Retype all of the data word for word, without pictures.

Referring expression pointing data
* * * * *

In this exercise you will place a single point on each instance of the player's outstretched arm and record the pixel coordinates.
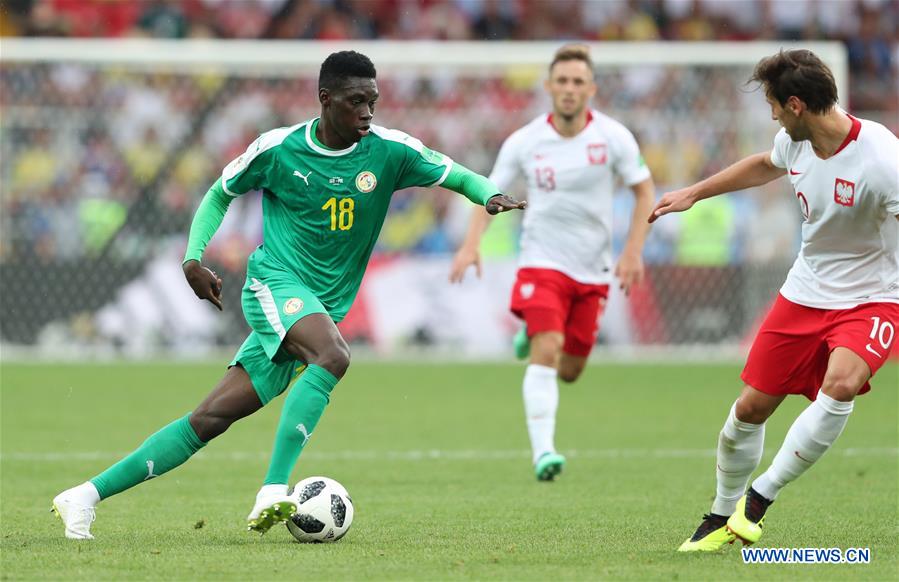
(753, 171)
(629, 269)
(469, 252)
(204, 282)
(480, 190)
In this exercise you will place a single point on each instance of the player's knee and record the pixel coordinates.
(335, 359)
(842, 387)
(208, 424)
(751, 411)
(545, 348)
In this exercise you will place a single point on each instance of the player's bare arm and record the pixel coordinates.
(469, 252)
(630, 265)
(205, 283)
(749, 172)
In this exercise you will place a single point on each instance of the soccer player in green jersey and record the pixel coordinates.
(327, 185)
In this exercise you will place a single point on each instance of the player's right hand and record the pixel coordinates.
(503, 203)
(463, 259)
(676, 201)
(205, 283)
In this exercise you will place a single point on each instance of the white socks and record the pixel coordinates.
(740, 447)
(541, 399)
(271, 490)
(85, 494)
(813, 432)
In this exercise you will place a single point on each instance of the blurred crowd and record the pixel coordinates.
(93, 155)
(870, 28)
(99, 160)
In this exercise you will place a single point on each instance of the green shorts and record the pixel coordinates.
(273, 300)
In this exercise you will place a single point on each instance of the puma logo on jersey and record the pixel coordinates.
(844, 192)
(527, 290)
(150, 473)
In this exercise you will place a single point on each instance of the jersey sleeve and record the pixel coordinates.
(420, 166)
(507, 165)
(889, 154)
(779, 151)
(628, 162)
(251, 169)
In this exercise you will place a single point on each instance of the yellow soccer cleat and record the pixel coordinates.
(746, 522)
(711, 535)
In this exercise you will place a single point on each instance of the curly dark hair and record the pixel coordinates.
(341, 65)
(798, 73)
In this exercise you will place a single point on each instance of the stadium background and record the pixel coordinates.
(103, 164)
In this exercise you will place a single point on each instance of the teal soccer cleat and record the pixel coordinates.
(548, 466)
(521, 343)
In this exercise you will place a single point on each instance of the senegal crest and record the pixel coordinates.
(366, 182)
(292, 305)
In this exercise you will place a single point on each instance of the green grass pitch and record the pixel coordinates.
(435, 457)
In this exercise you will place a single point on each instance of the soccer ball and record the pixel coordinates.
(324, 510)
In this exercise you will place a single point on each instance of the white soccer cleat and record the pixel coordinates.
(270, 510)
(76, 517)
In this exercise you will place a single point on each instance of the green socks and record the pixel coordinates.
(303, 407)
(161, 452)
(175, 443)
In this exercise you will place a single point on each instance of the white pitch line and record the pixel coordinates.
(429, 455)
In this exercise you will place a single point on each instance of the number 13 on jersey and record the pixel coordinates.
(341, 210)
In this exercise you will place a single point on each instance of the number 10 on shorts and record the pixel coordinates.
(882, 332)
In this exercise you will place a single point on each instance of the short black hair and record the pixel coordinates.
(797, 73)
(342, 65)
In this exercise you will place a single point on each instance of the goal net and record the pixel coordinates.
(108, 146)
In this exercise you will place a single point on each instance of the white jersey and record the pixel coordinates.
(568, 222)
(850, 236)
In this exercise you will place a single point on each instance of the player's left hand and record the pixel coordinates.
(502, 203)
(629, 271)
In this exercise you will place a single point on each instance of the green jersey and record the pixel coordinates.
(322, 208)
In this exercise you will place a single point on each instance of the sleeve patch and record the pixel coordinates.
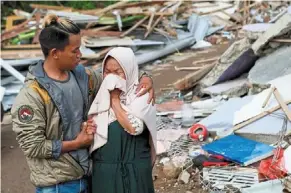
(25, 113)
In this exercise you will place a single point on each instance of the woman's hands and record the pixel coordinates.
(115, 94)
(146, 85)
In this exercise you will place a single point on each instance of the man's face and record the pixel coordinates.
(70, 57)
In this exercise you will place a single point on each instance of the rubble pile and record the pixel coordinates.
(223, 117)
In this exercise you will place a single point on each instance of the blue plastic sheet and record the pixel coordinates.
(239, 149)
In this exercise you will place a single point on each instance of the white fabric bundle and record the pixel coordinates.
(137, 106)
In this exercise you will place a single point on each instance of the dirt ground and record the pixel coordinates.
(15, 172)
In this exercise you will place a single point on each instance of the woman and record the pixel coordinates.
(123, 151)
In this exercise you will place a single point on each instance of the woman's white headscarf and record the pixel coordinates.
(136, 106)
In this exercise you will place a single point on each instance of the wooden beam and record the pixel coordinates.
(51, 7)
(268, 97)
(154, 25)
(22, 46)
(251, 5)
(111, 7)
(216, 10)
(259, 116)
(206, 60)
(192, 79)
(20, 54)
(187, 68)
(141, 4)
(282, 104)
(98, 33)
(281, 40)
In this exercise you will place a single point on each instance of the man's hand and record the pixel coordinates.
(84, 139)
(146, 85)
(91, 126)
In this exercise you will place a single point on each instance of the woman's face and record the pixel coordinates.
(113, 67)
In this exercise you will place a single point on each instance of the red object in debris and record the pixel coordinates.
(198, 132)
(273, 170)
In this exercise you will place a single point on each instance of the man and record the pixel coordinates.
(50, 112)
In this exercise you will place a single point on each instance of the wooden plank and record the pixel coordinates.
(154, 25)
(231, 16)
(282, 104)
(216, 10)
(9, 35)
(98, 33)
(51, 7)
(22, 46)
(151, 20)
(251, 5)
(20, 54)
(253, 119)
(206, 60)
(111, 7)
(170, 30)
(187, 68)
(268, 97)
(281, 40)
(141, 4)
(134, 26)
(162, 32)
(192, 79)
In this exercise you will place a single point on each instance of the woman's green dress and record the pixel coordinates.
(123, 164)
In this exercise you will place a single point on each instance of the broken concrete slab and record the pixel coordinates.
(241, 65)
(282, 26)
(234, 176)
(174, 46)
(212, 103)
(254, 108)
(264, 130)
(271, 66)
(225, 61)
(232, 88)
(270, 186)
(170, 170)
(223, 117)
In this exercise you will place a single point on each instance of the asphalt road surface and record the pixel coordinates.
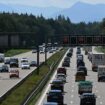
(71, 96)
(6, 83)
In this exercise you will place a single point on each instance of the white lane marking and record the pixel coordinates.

* * * * *

* Output for this task
In this exercise you will place a single point on each instance of the player's outstretched arm and record the pixel coordinates.
(753, 171)
(629, 269)
(469, 252)
(204, 282)
(480, 190)
In this exercise you will place a single point on each instance of the player's knee and record the pixel coordinates.
(335, 359)
(842, 387)
(208, 424)
(751, 411)
(545, 348)
In this exercise you will place a single point on each instance of the player's bare arm and record the pixel coordinates.
(469, 252)
(630, 265)
(205, 283)
(749, 172)
In this exercise you will place a single point on each instance of the soccer player in green jersey and record the pixel coordinates.
(327, 185)
In this exercise you will place a single point on each instance of the player's right hand and record the pixel coordinates.
(503, 203)
(463, 259)
(676, 201)
(205, 283)
In this exercise you will place a single point on each instance of the white socks and record the pixel coordinates.
(740, 447)
(541, 399)
(271, 490)
(85, 494)
(813, 432)
In this exercise you will place a single point on each instance of the blurred crowd and record the pixel coordinates.
(93, 155)
(870, 28)
(99, 160)
In this exercise you will place a single point on each instance of the green shorts and record the pixel coordinates.
(273, 300)
In this exercise you will place a single point on each instance of the puma logo on jersey and record the pixel coordinates.
(844, 192)
(527, 290)
(150, 473)
In this exercise you will place a single point on each instance of the jersey sleeve and record the pixel coordinates.
(420, 166)
(507, 165)
(889, 154)
(779, 151)
(628, 162)
(251, 169)
In this exercise you will place a single point on each instance of the yellow soccer cleat and record the pixel coordinates.
(746, 522)
(711, 535)
In this exercise you will place a single point on each instance of the curly dark hair and record the pixel coordinates.
(341, 65)
(798, 73)
In this exercise you will place a single point on each instance of the stadium background and record the pixel coordinates.
(103, 164)
In this exercise you will place a single point on each instance of the teal soccer cleat and record the pixel coordinates.
(548, 466)
(521, 343)
In this exercise you will place a single point on each instance of the senegal crest and record the pixel coordinates.
(366, 182)
(292, 305)
In this exercise you will place a single point on each instance of the green grass pitch and record the pixel coordinates.
(435, 457)
In this exercise you will place a single point on each instance of the soccer ball and record the pixel coordinates.
(324, 510)
In this exercise you will place a single point on each instance of the white soccer cleat and record the pixel coordinates.
(270, 510)
(76, 517)
In this exercise you will place a single point on each instance of the green socks and record the pixel coordinates.
(303, 407)
(161, 452)
(175, 443)
In this exercise you will place a single point on each instance of the white pitch line and record the pixel coordinates.
(429, 455)
In this exercise you will place a single point on each instance of the number 13 on jersey and record the pixel coordinates.
(341, 210)
In this exercise you will place a single point on each instance of the number 10 on shorts and record the pixel coordinates.
(882, 332)
In this exercise you will place a single point on each instance of the short black hair and record the pixel coordinates.
(797, 73)
(342, 65)
In this exercise you will place a single point on each instance of the goal net and record the pixel coordinates.
(108, 146)
In this exercise you will place a single point on each instance of the white jersey and record the pixel coordinates.
(568, 222)
(850, 236)
In this exercise you will place a single point on each instance of the player's left hand and record the pixel coordinates.
(502, 203)
(629, 271)
In this exercise you will place a single point on each instance of the green jersey and record the pixel coordinates.
(322, 208)
In this exercise you will place a single point on each instance of the sleeve patch and record the pixel coordinates.
(25, 113)
In this exercise you will place a single point on each instance of the woman's hands and record the pixel coordinates.
(115, 94)
(146, 85)
In this exercise you will place a single point on each instance of the man's face and record the pixel coordinates.
(70, 57)
In this exercise you will place a single point on each instance of the rubble pile and record the pixel coordinates.
(223, 117)
In this exercise you will place a single point on each instance of the blue plastic sheet and record the pixel coordinates.
(239, 149)
In this exercise you will place a single point on each instance of the white fabric bundle and record the pixel coordinates.
(137, 106)
In this exercise you will place a single point on each instance of the dirt ground and record the pixel coordinates.
(15, 172)
In this exercise you will place a single point on each instance of the woman and record the pixel coordinates.
(123, 151)
In this exercise you will place a single point on each instance of the woman's white headscarf and record the pixel coordinates.
(136, 106)
In this exercise you will place a single point on each instance of the wooden beam and record the pixel coordinates.
(51, 7)
(268, 97)
(154, 25)
(22, 46)
(251, 5)
(111, 7)
(216, 10)
(259, 116)
(206, 60)
(192, 79)
(20, 54)
(187, 68)
(141, 4)
(282, 104)
(98, 33)
(281, 40)
In this exercise you will place a single point on each instance of the man's hand and record the pixel coordinates.
(84, 139)
(146, 85)
(91, 126)
In this exercise you will place a single point on each instance of the woman's face and record the pixel coordinates.
(113, 67)
In this exercise you will place a single point on each instance of the red object in debris and record the pixel coordinates.
(198, 132)
(273, 170)
In this exercise you will place a single point on each instance of the man and record the pixel coordinates.
(50, 112)
In this exercise you will place a single point on each instance of the wooden plank and record the pixel coordinates.
(154, 25)
(231, 16)
(282, 104)
(216, 10)
(9, 35)
(98, 33)
(51, 7)
(22, 46)
(151, 20)
(251, 5)
(20, 54)
(253, 119)
(206, 60)
(111, 7)
(170, 30)
(187, 68)
(268, 97)
(281, 40)
(141, 4)
(134, 26)
(162, 32)
(192, 79)
In this exercise you will place a single point on each instance of the woman's green dress and record the pixel coordinates.
(123, 164)
In this exercise you will place a single point on each instance of the broken concrete slab and record the pixel coordinates.
(241, 65)
(282, 26)
(234, 176)
(174, 46)
(212, 103)
(254, 108)
(264, 130)
(271, 66)
(225, 61)
(232, 88)
(270, 186)
(170, 170)
(223, 117)
In this exercise you will place a single point on each instance of the asphalt road surface and record the pixel coordinates.
(71, 96)
(6, 83)
In this exercise you will place a single point on each instance of the white lane marking and record the pixel coordinates.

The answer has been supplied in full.